START Recorded data

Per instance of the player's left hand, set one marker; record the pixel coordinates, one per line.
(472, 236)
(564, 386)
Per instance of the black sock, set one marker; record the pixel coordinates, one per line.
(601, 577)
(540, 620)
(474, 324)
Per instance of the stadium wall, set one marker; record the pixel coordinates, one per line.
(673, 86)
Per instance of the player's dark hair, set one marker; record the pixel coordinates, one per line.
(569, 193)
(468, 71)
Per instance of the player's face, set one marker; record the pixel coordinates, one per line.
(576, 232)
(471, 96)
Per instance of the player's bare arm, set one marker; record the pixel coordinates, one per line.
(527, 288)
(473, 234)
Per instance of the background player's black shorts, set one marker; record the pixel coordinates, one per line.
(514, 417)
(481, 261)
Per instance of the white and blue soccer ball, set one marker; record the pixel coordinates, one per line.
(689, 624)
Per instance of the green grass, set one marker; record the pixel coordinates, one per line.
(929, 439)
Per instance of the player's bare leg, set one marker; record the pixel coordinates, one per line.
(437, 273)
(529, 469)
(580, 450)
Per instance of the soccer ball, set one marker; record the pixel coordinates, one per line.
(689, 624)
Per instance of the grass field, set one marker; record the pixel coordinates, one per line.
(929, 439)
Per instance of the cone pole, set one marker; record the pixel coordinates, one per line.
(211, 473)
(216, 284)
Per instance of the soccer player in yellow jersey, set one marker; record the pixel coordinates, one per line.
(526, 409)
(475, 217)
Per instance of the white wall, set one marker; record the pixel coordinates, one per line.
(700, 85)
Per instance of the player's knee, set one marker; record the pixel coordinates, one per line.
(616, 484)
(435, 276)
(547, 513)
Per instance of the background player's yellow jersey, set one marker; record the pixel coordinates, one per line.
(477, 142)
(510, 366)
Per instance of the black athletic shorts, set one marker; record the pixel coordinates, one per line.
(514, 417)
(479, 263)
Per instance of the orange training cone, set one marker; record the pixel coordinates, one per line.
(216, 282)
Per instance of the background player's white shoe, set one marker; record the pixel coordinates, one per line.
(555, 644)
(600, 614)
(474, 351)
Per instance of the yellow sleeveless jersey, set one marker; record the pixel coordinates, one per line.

END Recorded data

Restate exactly, and only, the line containing "Per instance of the player's knee, set" together with all lines after it to the end of the material.

Per instance of the player's knee, set one marker; record the pixel coordinates, one per line.
(616, 484)
(435, 276)
(547, 513)
Per instance of the background player's yellow jersey, set one marker; record the pixel coordinates, one per line.
(477, 142)
(510, 366)
Per instance of the black athletic shorts, set one marker; record the pixel coordinates, one per line.
(514, 417)
(479, 263)
Per instance of the orange training cone, set one marker; record the pixel coordinates, one per line.
(216, 282)
Per instance of the background player's white shoe, set one marker; record the pixel coordinates, one per line.
(555, 644)
(600, 614)
(474, 351)
Per instance of the yellow sleeveless jersey, set one marker; record the pixel coordinates, one per line.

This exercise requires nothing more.